• EXERCISE REQUIREMENTS
Render the records below as a numbered list, from the line with "Look at the image above and check whether any cumulus" up to and including the line with "left=253, top=106, right=273, bottom=488", leaving out any blank lines. List only those lines.

____ DATA ROWS

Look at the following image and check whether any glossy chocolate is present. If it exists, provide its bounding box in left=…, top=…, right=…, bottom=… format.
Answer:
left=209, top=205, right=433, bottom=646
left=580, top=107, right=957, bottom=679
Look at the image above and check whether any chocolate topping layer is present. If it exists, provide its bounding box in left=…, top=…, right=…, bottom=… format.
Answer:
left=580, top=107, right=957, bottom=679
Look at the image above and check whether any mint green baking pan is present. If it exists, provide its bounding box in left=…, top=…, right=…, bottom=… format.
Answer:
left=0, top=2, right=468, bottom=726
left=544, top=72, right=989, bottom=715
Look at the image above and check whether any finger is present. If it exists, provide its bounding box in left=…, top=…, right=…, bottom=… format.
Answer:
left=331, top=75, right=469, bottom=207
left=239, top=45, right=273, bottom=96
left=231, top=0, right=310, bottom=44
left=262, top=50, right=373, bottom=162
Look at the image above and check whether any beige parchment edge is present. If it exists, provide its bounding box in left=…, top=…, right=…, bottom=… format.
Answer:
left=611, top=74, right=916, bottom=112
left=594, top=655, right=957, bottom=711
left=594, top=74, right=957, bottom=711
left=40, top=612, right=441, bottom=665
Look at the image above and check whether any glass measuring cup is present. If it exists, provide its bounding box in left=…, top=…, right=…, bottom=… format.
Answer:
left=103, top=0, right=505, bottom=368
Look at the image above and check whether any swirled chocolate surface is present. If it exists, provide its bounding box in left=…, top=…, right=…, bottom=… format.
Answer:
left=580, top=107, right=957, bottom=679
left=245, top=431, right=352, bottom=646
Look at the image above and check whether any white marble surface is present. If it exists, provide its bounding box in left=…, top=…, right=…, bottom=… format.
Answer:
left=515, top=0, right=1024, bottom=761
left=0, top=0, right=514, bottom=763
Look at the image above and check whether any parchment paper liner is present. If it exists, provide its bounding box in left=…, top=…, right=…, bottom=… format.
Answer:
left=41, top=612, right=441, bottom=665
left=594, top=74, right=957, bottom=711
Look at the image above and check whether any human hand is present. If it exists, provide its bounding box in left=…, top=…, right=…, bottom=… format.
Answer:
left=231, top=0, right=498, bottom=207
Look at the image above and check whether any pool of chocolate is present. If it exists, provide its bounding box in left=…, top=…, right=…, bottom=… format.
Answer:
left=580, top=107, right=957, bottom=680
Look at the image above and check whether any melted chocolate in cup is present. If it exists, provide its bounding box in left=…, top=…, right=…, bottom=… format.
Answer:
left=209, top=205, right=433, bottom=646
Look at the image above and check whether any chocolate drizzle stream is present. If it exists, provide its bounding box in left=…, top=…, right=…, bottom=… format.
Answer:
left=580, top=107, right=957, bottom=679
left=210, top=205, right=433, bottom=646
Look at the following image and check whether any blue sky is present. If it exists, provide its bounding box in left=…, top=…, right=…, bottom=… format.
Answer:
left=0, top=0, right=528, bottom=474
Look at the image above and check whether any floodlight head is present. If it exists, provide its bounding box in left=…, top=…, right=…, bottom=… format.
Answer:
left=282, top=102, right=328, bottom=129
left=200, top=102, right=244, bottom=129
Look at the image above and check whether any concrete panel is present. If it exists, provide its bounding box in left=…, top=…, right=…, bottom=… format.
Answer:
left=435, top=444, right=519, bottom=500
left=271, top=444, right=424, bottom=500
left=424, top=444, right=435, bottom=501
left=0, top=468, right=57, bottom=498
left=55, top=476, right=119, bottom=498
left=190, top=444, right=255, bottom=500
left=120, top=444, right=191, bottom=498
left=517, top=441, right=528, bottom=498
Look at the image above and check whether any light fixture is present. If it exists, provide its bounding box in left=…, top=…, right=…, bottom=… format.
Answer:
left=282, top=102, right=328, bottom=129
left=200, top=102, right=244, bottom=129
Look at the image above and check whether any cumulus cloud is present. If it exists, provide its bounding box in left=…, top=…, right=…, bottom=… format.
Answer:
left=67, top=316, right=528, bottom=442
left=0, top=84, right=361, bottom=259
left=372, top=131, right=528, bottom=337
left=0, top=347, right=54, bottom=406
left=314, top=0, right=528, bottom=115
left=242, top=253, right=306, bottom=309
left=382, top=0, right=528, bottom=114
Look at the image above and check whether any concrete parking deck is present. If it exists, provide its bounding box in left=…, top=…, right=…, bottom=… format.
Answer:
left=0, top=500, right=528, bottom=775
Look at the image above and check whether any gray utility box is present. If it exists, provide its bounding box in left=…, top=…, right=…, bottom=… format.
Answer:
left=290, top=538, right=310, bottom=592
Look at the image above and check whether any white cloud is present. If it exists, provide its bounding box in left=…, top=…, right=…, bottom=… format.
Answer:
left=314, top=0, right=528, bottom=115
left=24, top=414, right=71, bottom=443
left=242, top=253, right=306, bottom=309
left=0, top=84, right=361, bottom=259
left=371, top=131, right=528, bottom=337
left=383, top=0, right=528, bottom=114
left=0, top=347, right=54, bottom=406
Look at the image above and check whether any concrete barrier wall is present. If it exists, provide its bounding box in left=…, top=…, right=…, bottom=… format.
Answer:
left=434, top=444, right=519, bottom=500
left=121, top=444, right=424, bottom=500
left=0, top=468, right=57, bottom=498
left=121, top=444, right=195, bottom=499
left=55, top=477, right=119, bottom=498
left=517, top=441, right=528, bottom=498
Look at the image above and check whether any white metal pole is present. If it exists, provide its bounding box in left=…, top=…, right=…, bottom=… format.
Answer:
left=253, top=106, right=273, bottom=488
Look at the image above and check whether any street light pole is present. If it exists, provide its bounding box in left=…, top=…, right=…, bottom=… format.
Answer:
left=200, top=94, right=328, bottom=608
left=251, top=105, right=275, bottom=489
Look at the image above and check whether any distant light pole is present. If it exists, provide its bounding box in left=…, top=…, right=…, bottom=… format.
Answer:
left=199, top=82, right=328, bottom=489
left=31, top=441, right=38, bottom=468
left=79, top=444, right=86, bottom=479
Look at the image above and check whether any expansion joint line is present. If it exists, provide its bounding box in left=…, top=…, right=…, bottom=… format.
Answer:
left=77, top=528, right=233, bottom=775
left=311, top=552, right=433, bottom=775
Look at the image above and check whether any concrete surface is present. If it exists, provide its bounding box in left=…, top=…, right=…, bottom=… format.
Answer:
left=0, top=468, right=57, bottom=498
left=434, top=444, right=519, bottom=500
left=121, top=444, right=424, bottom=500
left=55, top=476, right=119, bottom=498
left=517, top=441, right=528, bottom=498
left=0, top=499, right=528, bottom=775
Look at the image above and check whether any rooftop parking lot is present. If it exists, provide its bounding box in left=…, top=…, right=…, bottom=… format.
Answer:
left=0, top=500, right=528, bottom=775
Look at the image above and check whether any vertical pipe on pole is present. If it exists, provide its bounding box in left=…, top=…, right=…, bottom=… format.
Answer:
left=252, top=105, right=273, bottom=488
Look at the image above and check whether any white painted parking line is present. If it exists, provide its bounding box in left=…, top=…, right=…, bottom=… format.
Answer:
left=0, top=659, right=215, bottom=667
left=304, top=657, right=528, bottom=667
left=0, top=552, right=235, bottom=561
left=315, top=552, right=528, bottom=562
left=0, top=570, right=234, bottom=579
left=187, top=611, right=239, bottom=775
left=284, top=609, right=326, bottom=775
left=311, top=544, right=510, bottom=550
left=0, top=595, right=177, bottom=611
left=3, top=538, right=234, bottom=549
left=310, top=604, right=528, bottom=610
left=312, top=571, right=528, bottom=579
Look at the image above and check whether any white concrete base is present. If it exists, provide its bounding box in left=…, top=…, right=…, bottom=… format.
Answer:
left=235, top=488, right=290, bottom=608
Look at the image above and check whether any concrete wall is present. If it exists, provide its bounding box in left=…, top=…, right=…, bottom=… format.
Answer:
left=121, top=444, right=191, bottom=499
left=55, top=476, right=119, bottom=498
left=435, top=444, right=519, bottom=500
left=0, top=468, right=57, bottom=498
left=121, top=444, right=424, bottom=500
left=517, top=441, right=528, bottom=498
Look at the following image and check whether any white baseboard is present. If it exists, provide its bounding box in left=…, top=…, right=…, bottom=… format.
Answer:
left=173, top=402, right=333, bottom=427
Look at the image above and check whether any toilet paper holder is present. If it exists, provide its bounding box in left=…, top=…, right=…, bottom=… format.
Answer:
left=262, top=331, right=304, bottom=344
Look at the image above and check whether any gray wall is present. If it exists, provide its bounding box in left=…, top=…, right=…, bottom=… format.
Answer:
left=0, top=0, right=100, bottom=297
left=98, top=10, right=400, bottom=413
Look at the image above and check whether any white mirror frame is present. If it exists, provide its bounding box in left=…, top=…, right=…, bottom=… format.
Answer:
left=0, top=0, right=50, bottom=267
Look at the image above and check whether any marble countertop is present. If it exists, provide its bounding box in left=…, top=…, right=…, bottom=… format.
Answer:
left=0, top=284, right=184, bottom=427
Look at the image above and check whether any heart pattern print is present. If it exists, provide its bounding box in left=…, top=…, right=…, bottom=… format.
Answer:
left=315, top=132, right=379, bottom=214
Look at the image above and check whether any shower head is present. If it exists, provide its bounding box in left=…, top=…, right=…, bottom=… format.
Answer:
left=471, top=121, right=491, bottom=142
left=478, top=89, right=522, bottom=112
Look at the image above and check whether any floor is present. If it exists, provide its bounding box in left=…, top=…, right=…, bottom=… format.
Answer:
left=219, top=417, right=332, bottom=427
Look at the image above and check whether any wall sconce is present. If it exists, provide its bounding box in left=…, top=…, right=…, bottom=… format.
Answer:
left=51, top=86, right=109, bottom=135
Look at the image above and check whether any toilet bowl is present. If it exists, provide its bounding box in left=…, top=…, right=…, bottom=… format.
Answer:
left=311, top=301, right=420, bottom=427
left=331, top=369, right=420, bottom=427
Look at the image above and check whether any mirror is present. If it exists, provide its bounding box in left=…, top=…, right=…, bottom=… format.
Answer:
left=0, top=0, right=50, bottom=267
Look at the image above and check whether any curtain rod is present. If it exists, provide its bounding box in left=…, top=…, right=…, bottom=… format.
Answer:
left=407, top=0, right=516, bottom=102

________

• FINAL RESULT
1. Look at the image above and check whether any cumulus cloud is present. If it exists, provide its bounding box in left=…, top=…, right=…, bottom=… format.
2. Answer:
3. left=67, top=316, right=528, bottom=442
4. left=0, top=84, right=361, bottom=259
5. left=372, top=131, right=528, bottom=337
6. left=0, top=347, right=54, bottom=406
7. left=314, top=0, right=528, bottom=115
8. left=242, top=253, right=306, bottom=309
9. left=382, top=0, right=528, bottom=114
10. Look at the image above and check whether any concrete parking deck is present. If it exists, provide its bounding box in left=…, top=…, right=…, bottom=… format.
11. Answer:
12. left=0, top=500, right=528, bottom=775
13. Look at the image above and check whether any gray utility box is present. If it exists, provide its bounding box in left=…, top=…, right=…, bottom=… format.
14. Answer:
15. left=290, top=538, right=310, bottom=592
16. Look at the image above and check whether any white cloud is present. If it exists, provide its bounding box in left=…, top=…, right=…, bottom=… format.
17. Answer:
18. left=314, top=0, right=528, bottom=115
19. left=24, top=414, right=71, bottom=443
20. left=242, top=253, right=306, bottom=309
21. left=0, top=84, right=361, bottom=259
22. left=371, top=131, right=528, bottom=337
23. left=383, top=0, right=528, bottom=114
24. left=0, top=347, right=54, bottom=406
25. Look at the image above and check whether any concrete barrier wall is present. If it exists, provide its bounding box in left=…, top=…, right=…, bottom=… format.
26. Answer:
27. left=434, top=444, right=519, bottom=500
28. left=121, top=444, right=424, bottom=500
29. left=0, top=468, right=57, bottom=498
30. left=121, top=444, right=195, bottom=499
31. left=55, top=477, right=119, bottom=498
32. left=517, top=441, right=528, bottom=498
33. Look at the image above and check whether any white metal pole is present. If it exists, provide its bounding box in left=…, top=…, right=…, bottom=… format.
34. Answer:
35. left=253, top=106, right=273, bottom=488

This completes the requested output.